>> Start Record extracts

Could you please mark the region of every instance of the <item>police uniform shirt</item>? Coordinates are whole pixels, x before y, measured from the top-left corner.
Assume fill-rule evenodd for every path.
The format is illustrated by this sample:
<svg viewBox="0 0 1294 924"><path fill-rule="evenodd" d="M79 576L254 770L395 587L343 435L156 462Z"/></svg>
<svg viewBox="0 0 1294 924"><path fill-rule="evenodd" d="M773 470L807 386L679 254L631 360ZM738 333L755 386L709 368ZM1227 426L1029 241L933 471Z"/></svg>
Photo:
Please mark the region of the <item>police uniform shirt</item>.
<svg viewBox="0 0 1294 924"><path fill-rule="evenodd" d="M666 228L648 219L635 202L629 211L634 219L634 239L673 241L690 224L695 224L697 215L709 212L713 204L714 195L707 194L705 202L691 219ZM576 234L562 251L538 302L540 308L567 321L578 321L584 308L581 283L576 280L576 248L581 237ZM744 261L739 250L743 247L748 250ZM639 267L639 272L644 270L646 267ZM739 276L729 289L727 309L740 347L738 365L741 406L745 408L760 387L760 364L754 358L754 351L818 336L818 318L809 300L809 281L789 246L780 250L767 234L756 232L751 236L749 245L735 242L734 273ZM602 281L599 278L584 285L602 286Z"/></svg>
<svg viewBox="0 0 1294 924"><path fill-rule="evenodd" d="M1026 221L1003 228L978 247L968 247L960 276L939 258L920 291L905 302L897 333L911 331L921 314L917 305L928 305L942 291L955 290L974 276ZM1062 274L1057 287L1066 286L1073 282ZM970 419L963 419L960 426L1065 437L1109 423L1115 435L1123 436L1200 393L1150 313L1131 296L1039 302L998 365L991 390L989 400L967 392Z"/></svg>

>> End Record extracts

What is being asked: Reproduce the data above with "police uniform shirt" replaced by "officer's uniform shirt" wherever it occurs, leaving everything else unchanged.

Answer for the task:
Could you please mark the region of every instance of the <item>officer's uniform shirt</item>? Coordinates are whole pixels, x before y, measured from the top-left corner.
Assume fill-rule evenodd for every path.
The format is illustrated by this sample:
<svg viewBox="0 0 1294 924"><path fill-rule="evenodd" d="M79 576L254 770L395 587L343 435L156 462Z"/></svg>
<svg viewBox="0 0 1294 924"><path fill-rule="evenodd" d="M773 470L807 386L679 254L631 360ZM738 333L755 386L709 368ZM1227 426L1029 241L933 471Z"/></svg>
Photo:
Please mark the region of the <item>officer's uniform shirt</item>.
<svg viewBox="0 0 1294 924"><path fill-rule="evenodd" d="M666 228L648 219L635 202L629 211L634 219L634 239L673 241L690 224L695 224L697 215L709 212L713 204L714 195L707 194L705 202L691 219ZM576 234L562 251L538 302L540 308L567 321L578 321L584 308L581 283L576 280L576 248L581 237ZM744 261L739 250L743 247L748 250ZM639 267L639 272L644 270L646 267ZM739 276L729 289L727 309L740 347L738 365L741 406L745 408L760 387L760 364L754 358L754 351L818 336L818 318L809 300L809 281L789 246L780 250L767 234L756 232L751 236L749 245L735 242L734 273ZM602 281L599 278L584 285L602 286Z"/></svg>
<svg viewBox="0 0 1294 924"><path fill-rule="evenodd" d="M1026 221L1003 228L978 247L968 247L960 276L939 258L920 291L905 302L897 333L911 331L921 314L917 305L928 305L942 291L955 290L974 276ZM1062 274L1057 287L1066 286L1073 282ZM970 419L963 419L960 426L1065 437L1109 423L1115 435L1123 436L1200 393L1150 313L1131 296L1039 302L998 365L991 390L989 400L967 392Z"/></svg>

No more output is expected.